Your goal -
Reproduce word for word the passage of the Hunter Biden trial article from "Lowell pointed to" to "consider themselves addicts.".

Lowell pointed to the content of Biden’s text messages around the time of the gun purchase, noting that those, specifically, did not reference drugs. In his opening statement, Lowell sought to show that drug addicts often don’t consider themselves addicts.

“In jury selection, you were asked about whether you or members of your family may have had any issues with drug abuse,” Lowell said in his opening statement. “If you have or even if not, the evidence will show you that like so many people, including Hunter, until their problems, are in a deep state of denial about their use.”

On Tuesday, Jensen testified about the laptop that Hunter Biden left behind at a Delaware repair shop and never retrieved. She said the laptop contained “evidence of addiction.” 

She read aloud Hunter Biden’s text messages that used coded language such as “baby powder” and “chore boy” to conceal his crack cocaine use as he appeared to be arranging to buy drugs in the months leading up to the gun purchase. 

The day after the gun purchase, she testified, Hunter Biden sent a message to Hallie Biden about “waiting for a dealer named Mookie.” The next day, he sent another to her that said, “I was sleeping on a car smoking crack on 4th Street and Rodney.” 

Jensen also testified that bank statements showed Hunter Biden withdrawing more than $151,000 in cash between September 2018 and November 2018. He made cash withdrawals on all but four days in October, the month he purchased the gun. He withdrew $5,000 on Oct. 12, 2018, the day he bought the gun. 

Hunter Biden’s voice recordings

Prosecutors played audio recordings of Hunter Biden reading his memoir, “Beautiful Things” in which he detailed his drug use around the same time as the gun purchase. In one of the recordings, Hunter Biden said “I used my superpower, finding crack anytime, anywhere, less than a day after landing at LAX in the spring of 2018.”

During this reading of the audio recordings, Hunter Biden’s family reacted emotionally, including first lady Jill Biden. As they played the recordings, some of the jurors grimaced while Ashley Biden and Jill Biden reacted emotionally, with Melissa Cohen Biden offering support to the first lady and the first lady putting her arm around Ashley Biden’s shoulder. Ashley Biden eventually left the courtroom.

(Extracted data entries)
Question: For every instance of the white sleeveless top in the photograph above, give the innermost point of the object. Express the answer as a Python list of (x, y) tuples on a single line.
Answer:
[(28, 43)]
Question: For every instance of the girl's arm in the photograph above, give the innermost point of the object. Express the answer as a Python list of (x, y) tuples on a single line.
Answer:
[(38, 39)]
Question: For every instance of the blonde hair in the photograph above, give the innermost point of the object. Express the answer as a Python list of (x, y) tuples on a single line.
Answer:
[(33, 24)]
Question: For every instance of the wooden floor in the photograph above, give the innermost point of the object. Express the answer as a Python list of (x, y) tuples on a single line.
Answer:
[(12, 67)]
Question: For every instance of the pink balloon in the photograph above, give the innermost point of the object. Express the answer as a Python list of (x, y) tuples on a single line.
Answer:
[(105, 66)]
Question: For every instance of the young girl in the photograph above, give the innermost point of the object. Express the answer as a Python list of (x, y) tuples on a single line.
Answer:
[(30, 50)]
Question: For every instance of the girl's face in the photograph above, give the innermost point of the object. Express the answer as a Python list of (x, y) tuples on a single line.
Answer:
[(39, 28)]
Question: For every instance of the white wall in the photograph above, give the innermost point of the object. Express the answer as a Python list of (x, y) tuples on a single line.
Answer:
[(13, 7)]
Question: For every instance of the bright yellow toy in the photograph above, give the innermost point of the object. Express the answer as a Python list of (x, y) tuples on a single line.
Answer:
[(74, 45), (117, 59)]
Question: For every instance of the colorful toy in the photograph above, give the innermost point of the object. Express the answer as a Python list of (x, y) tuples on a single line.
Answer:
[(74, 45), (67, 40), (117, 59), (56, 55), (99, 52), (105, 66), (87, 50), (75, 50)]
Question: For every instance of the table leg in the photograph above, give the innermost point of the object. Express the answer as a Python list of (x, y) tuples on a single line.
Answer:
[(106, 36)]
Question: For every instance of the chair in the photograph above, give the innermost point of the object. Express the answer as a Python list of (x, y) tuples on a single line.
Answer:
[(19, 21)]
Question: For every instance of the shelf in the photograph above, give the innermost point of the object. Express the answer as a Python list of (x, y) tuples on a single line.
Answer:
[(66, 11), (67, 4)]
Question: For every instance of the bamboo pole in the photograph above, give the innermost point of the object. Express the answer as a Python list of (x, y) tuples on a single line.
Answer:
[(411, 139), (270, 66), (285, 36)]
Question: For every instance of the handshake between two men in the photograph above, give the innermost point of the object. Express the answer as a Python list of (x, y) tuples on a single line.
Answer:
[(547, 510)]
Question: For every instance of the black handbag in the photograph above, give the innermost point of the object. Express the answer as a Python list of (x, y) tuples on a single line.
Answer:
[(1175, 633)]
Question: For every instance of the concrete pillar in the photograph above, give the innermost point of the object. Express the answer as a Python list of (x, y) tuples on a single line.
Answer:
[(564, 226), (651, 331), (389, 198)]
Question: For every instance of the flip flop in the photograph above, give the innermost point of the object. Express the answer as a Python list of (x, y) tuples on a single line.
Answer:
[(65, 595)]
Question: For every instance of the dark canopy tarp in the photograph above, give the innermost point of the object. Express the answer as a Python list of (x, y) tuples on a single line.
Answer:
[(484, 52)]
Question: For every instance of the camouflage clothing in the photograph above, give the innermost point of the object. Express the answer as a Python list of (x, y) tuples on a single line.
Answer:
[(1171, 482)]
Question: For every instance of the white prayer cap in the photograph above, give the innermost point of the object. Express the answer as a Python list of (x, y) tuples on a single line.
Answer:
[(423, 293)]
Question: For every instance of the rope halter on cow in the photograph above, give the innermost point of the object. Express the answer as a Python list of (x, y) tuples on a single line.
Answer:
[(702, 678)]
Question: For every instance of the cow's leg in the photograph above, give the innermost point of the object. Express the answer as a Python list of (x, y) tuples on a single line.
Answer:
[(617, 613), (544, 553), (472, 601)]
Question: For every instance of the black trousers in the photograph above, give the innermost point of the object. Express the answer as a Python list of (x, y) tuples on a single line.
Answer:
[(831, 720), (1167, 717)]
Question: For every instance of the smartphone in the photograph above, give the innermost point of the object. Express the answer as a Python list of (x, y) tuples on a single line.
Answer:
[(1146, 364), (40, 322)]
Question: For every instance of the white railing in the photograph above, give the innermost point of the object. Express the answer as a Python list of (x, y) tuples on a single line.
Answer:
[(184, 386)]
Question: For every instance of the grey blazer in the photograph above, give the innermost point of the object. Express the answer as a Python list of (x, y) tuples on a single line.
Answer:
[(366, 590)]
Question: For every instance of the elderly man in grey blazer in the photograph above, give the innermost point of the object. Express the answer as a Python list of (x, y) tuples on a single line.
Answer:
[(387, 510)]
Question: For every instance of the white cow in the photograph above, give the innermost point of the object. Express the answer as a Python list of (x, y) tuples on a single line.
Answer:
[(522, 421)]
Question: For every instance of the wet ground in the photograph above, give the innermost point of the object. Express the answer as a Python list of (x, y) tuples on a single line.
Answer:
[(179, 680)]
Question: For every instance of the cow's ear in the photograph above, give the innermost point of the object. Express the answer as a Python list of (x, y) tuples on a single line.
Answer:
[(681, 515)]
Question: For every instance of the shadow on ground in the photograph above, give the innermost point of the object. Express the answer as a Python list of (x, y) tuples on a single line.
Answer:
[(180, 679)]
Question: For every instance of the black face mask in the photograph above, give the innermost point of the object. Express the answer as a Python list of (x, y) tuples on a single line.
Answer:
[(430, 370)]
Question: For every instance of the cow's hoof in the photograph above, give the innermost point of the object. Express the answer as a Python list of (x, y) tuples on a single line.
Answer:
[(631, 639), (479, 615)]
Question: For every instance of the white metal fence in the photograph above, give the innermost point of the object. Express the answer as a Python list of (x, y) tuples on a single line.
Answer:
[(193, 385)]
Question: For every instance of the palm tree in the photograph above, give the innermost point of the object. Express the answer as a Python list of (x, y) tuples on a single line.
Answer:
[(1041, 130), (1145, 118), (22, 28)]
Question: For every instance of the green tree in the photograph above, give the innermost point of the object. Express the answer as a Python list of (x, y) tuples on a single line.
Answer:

Completed exercise -
Lowell pointed to the content of Biden’s text messages around the time of the gun purchase, noting that those, specifically, did not reference drugs. In his opening statement, Lowell sought to show that drug addicts often don’t consider themselves addicts.